• What you need to do: Leaving every picture out, repeat all of the entries below exactly.
#### Records supplied
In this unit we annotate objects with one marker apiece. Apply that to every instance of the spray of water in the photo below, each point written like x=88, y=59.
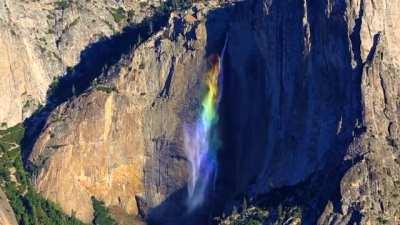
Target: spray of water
x=201, y=138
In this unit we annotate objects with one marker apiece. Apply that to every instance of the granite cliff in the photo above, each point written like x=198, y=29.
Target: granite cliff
x=309, y=115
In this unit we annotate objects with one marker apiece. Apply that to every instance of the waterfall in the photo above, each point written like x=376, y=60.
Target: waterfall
x=201, y=139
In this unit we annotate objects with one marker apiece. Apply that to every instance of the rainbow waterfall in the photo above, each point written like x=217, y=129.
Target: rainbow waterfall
x=202, y=140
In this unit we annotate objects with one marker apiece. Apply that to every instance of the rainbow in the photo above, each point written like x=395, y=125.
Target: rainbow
x=201, y=139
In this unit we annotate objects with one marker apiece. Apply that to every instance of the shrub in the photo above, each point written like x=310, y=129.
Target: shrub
x=101, y=214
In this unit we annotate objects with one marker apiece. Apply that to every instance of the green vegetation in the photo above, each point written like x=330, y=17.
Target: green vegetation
x=101, y=214
x=54, y=84
x=29, y=207
x=382, y=220
x=248, y=216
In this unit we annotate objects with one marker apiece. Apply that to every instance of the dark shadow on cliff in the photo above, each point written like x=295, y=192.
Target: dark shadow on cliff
x=174, y=210
x=341, y=92
x=94, y=62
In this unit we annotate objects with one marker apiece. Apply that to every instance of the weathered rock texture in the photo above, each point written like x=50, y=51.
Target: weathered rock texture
x=320, y=87
x=310, y=102
x=122, y=140
x=40, y=39
x=7, y=216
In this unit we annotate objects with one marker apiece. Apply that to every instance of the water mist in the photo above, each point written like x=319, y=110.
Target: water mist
x=201, y=138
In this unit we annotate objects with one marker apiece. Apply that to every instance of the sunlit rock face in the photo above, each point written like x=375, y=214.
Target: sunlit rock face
x=7, y=216
x=310, y=96
x=122, y=141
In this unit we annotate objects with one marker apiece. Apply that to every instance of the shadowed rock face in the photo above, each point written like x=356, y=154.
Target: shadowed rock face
x=40, y=39
x=310, y=102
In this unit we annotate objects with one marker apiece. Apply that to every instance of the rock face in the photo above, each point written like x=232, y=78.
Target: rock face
x=310, y=101
x=121, y=141
x=7, y=216
x=321, y=93
x=40, y=39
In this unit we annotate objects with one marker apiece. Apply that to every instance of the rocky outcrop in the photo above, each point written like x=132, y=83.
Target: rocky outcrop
x=320, y=90
x=40, y=39
x=7, y=216
x=121, y=141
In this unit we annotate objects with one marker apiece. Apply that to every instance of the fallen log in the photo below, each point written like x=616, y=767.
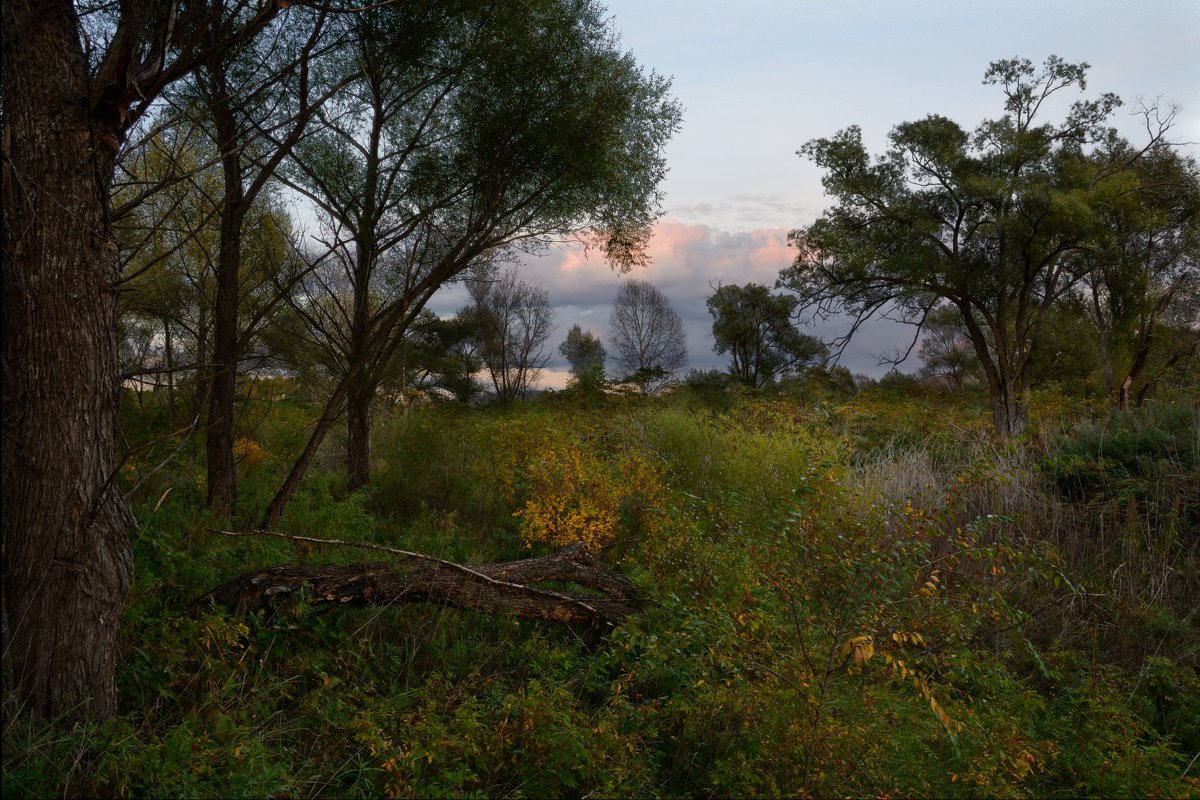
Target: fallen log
x=412, y=577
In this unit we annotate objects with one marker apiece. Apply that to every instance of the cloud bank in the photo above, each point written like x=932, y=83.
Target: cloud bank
x=688, y=260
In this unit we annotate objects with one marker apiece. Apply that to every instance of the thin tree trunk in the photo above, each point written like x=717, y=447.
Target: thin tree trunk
x=171, y=368
x=66, y=552
x=222, y=474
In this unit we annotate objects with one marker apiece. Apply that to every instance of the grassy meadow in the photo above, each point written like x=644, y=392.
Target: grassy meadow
x=844, y=595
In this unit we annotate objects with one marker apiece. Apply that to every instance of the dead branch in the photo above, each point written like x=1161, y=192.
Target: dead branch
x=501, y=588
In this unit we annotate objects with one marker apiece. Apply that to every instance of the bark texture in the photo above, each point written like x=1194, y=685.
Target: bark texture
x=499, y=588
x=66, y=553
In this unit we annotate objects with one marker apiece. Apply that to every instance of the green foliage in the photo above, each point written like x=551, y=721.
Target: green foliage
x=755, y=328
x=859, y=597
x=583, y=352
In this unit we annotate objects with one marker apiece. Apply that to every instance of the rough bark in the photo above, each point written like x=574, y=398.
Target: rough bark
x=498, y=588
x=222, y=475
x=66, y=553
x=358, y=440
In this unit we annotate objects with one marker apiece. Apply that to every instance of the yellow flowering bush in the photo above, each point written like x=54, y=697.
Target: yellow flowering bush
x=579, y=495
x=249, y=451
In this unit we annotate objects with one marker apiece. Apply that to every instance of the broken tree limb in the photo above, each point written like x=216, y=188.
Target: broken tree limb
x=414, y=577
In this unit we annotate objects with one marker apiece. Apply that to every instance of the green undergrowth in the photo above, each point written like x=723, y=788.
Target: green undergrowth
x=851, y=597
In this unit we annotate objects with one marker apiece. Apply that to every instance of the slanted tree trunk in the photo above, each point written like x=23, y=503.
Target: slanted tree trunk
x=222, y=474
x=67, y=561
x=502, y=588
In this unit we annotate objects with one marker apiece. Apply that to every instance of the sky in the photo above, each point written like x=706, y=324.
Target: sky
x=759, y=79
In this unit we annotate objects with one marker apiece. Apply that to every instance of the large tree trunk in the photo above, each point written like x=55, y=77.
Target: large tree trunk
x=499, y=588
x=1009, y=408
x=66, y=553
x=358, y=440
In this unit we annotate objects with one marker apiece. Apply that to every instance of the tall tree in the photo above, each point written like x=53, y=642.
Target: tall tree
x=946, y=349
x=647, y=336
x=990, y=221
x=77, y=77
x=755, y=328
x=514, y=320
x=1144, y=276
x=547, y=131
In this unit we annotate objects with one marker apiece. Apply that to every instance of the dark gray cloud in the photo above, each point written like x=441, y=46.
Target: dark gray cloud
x=688, y=260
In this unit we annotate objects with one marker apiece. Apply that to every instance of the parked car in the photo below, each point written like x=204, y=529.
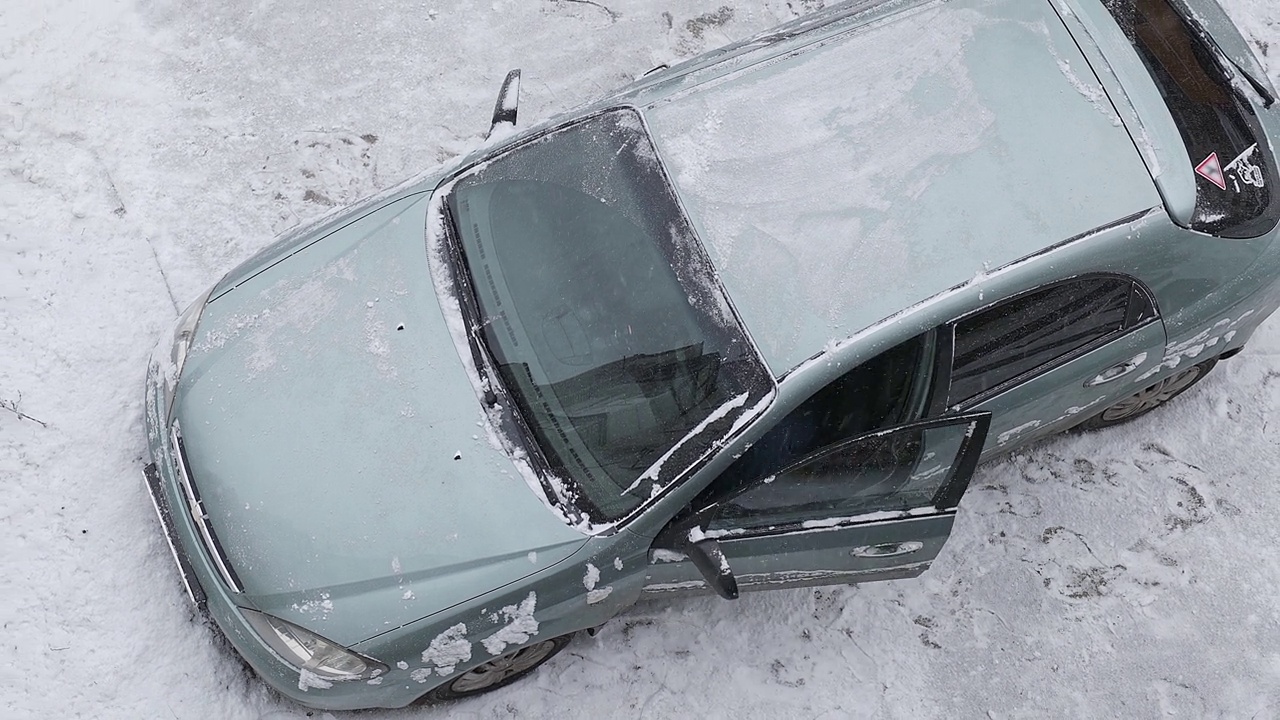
########
• Exercise output:
In this unit we annotate objects with one marker apiece. Apply that to every instance of the spray of water in the photo below, each point written like x=88, y=59.
Target: spray of water
x=201, y=138
In this unit we annotate objects with one marker apiece. Apply that to every instance of the granite cliff in the photo above, each point written like x=198, y=29.
Target: granite cliff
x=309, y=115
In this unit we annotate objects with one marker apiece. Apply that to every instance of the waterfall in the photo above, each point written like x=376, y=60.
Target: waterfall
x=201, y=139
In this unit we annotate objects with one marker apiece. Apply that to every instance of the rainbow waterfall in the photo above, each point written like x=217, y=129.
Target: rainbow waterfall
x=202, y=140
In this unit we annotate objects with one marker apiece. Apply that to every instance of the rainbow in the photo above, each point written like x=395, y=125.
Target: rainbow
x=201, y=139
In this unit we annotate objects with one marker apiece. Apply that to every instance of the shrub in the photo above, each point written like x=310, y=129.
Target: shrub
x=101, y=214
In this unit we annotate objects with one marker apiece. Apply that to every instance of the green vegetation in the photo above, each point written like x=330, y=17.
Target: green vegetation
x=101, y=214
x=54, y=84
x=29, y=207
x=382, y=220
x=248, y=216
In this unit we annotate objects with one marker apiece. Apply that to every instance of the dark shadow on cliff in the photo above, each point written like x=295, y=192.
Target: dark shadow on cliff
x=174, y=210
x=341, y=92
x=94, y=62
In this unit we annotate objects with one marker apiece. Apply that to every instance of the weathered rock texture in the photo above, each point written like x=50, y=51.
Target: weathered rock texture
x=320, y=87
x=310, y=102
x=122, y=140
x=40, y=39
x=7, y=216
In this unit we annotate objects with one marker apiece. Apply that to every instance of the water mist in the photo above, each point written like x=319, y=110.
Target: water mist
x=201, y=138
In this unit we annotate objects with one marker apiece. Apply that to every instance of the sunlit rock face in the photo above, each point written like x=375, y=214.
Target: sunlit rock face
x=7, y=216
x=310, y=96
x=122, y=141
In this unit we annotate objects with one marker apiece. Apply that to every instance of the shadowed rock face in the photo above, each point written like x=356, y=154.
Target: shadowed rock face
x=40, y=39
x=310, y=102
In this unit we annotate objects with one marker apiece. Apply that to every instance of the rock face in the photo above, each point written like x=232, y=78.
Target: rock face
x=310, y=101
x=121, y=141
x=7, y=216
x=321, y=93
x=40, y=39
In this unit we annotate objects with one marker apiece. Apply that to every instance of the rocky outcrop in the photo above, each point written like x=132, y=83.
Target: rocky outcrop
x=320, y=90
x=40, y=39
x=7, y=216
x=121, y=141
In this unit we annotate objects with one marker apiece. Apply that to every instance of the fallen log in the photo below, each point written like x=616, y=767.
Target: fallen log
x=412, y=577
In this unit we annotate objects with one marker apiece. Apply that to every instance of the cloud bank in the photo above, each point written like x=932, y=83.
Target: cloud bank
x=688, y=260
In this unit we annotate objects with one marker apiece. Apply that to every instance of the thin tree trunk in the photo above, each point written like x=717, y=447.
Target: thin tree trunk
x=171, y=368
x=66, y=552
x=222, y=474
In this unit we annotate objects with one marker apiece. Apply that to every instance of the grassy meadow in the photo above, each point written like x=644, y=392.
Target: grassy meadow
x=844, y=595
In this unit we annotate objects with one marker apiece. Apply that to every instance of the dead branch in the photo above, each point written like x=1161, y=192.
Target: dead branch
x=501, y=588
In this unit we annotate objects with one marker apiece. Apply that to every instance of the bark texture in the photo above, each point written like x=1194, y=685.
Target: bark texture
x=499, y=588
x=66, y=553
In this unit we annotate objects with one marker apiece. Apply that to every instance of the green foliage in the photo above, each point written like x=551, y=721.
Target: green foliage
x=755, y=328
x=859, y=597
x=583, y=352
In this unit we annotate objects with one marker apiece. Apply that to every instance of the rough bark in the photo above, each point written like x=574, y=398.
Target: rough bark
x=498, y=588
x=222, y=475
x=66, y=553
x=358, y=440
In this unit we annotate objects with one marker apiece. Apply that to every instance of the yellow flowering bush in the photo above, each point written like x=54, y=697.
Target: yellow flowering bush
x=579, y=495
x=249, y=451
In this unit we annotate objects with one marker apiece. Apply that to every instance of the broken tree limb in the photo above, each point written like x=216, y=188.
Target: broken tree limb
x=414, y=577
In this unit we annotate objects with one marker apiece. Apply that to every instance of the green undergrowth in the photo above, each point written like x=723, y=788.
Target: green undergrowth
x=851, y=597
In this unit we annotate objects with one marker apiece. Apply that to every instance of the slanted tree trunk in the photo above, each point written like x=23, y=503.
Target: slanted tree trunk
x=222, y=474
x=67, y=561
x=502, y=588
In this unit we annotate objects with one marker apiece. Apply that to every instance of the sky in the photo above, each point written like x=706, y=324.
Target: sky
x=759, y=79
In this unit we annotate objects with one marker apiece. Apply that to every instance of the large tree trunk in the photo above, each point written like x=55, y=77.
Target: large tree trunk
x=499, y=588
x=1009, y=408
x=66, y=553
x=358, y=440
In this unit we annotate objects with one marker apiece. Apply that to every instance of the tall tree in the photo above, each point written like x=53, y=642.
Target: tall tree
x=946, y=349
x=647, y=336
x=990, y=221
x=77, y=77
x=755, y=328
x=514, y=320
x=1144, y=276
x=547, y=131
In this unit we annotate objects with one marker apiece. Apply that to every instance of the dark gray cloud in the photo above, each point written like x=441, y=46.
Target: dark gray cloud
x=688, y=260
In this unit we annotate objects with one marker apiece. Apply that to every instance of the parked car in the photo below, each point written like x=204, y=529.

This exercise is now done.